Reproduce each of the items below word for word, changing nothing.
═════ Data extract ═════
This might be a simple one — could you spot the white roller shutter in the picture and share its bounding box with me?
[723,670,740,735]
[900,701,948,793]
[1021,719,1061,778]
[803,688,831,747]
═════
## Output for this task
This might be a simple one — could you spot the white roller shutter in the picture and share its bounding box with me?
[723,670,740,735]
[900,701,948,793]
[1021,719,1061,778]
[803,688,831,747]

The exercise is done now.